Work instructions: Rewrite the lines that follow so that every "drop a single marker" becomes "place one marker", leaving everything else untouched.

Data for processing start

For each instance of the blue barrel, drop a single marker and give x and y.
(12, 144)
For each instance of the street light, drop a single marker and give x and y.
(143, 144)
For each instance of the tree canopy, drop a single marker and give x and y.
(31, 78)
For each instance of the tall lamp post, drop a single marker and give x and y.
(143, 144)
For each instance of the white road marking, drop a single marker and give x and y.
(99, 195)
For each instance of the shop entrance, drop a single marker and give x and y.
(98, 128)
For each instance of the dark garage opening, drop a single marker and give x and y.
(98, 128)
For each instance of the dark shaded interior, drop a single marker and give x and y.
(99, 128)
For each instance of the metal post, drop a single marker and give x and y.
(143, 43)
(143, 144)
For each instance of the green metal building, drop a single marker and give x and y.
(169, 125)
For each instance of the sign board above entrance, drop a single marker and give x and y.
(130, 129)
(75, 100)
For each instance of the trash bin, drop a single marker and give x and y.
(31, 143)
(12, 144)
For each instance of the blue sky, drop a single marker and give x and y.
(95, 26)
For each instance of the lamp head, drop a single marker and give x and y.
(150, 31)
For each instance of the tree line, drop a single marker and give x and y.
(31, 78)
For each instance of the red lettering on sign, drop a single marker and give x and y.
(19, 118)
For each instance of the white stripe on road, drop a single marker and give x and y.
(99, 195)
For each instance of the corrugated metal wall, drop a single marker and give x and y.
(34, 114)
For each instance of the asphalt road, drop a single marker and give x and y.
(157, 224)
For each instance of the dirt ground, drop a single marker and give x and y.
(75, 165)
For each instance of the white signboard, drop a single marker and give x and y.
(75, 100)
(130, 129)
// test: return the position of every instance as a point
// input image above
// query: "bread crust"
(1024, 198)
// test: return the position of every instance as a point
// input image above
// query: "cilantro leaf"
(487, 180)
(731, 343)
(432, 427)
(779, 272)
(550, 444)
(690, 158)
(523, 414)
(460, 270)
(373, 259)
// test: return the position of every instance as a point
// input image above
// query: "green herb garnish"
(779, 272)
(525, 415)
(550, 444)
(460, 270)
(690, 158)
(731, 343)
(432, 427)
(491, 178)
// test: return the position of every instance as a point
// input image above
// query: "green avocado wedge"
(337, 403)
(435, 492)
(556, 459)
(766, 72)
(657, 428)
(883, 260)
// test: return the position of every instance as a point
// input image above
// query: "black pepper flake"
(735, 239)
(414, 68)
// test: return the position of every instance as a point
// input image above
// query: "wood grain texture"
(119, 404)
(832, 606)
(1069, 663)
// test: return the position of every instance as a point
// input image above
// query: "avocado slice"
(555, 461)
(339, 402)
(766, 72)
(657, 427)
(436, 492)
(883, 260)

Data for processing end

Answer in full:
For each instance of the blue barrel, place one marker and give x and y.
(12, 144)
For each instance of the street light, place one marker and give x and y.
(143, 144)
For each instance of the tree canopy, place one marker and give x and y.
(31, 78)
For each instance of the tall lamp post, place one marker and give x and y.
(143, 144)
For each instance of the white road marking, place one marker and give x and y.
(99, 195)
For each instance of the shop entrance, place one marker and give x and y.
(98, 128)
For each instance of the dark garage opening, place one marker and give x and y.
(98, 128)
For each instance of the dark shaded interior, place one marker and give x and y.
(99, 128)
For each instance of the metal post, place one marker and give x and y.
(143, 43)
(143, 144)
For each instance of the green metal building, place one marker and give x and y.
(169, 125)
For each instance of the sign board above entrance, place one marker and give x and y.
(130, 129)
(75, 100)
For each instance of the trash bin, place one marker and give x and y.
(31, 143)
(12, 144)
For each instance of the blue sky, place one marker and give x and y.
(95, 26)
For each instance of the lamp head, place one marker and give x and y.
(150, 31)
For each instance of the tree line, place one marker and give x and y.
(31, 78)
For each instance of the red lettering on sign, place one marker and give x and y.
(19, 118)
For each instance of the white stripe on road, place one marker and give x and y.
(99, 195)
For each instance of the corrugated metal wall, place one marker and give x and y.
(34, 114)
For each instance of the asphalt road, place one marker and give x and y.
(157, 224)
For each instance of the dirt ground, place one marker and give x and y.
(75, 165)
For each instance of the white signboard, place one marker and give x and y.
(75, 100)
(130, 129)
// test: return the position of every instance as a point
// input image above
// query: "bread crust"
(1024, 198)
// test: return the position of every instance as a point
// input image above
// query: "cilantro leaf"
(487, 180)
(731, 343)
(432, 427)
(779, 272)
(550, 444)
(690, 158)
(523, 414)
(460, 270)
(373, 259)
// test: return the position of every instance as a point
// input image above
// query: "green herb garnish"
(779, 272)
(525, 415)
(550, 444)
(460, 270)
(690, 158)
(731, 343)
(432, 427)
(491, 178)
// test: return the position of every instance as a point
// input image above
// query: "green avocado wedge"
(337, 403)
(435, 492)
(556, 459)
(766, 72)
(657, 428)
(883, 260)
// test: return the position of every instance as a point
// input image above
// query: "black pepper flake"
(735, 239)
(414, 68)
// test: return the position of every instance as a point
// input image above
// query: "wood grain texture"
(119, 404)
(832, 606)
(1069, 663)
// test: return the position of every instance as a point
// input image above
// query: "avocado slice"
(555, 461)
(339, 402)
(766, 72)
(657, 427)
(436, 492)
(883, 260)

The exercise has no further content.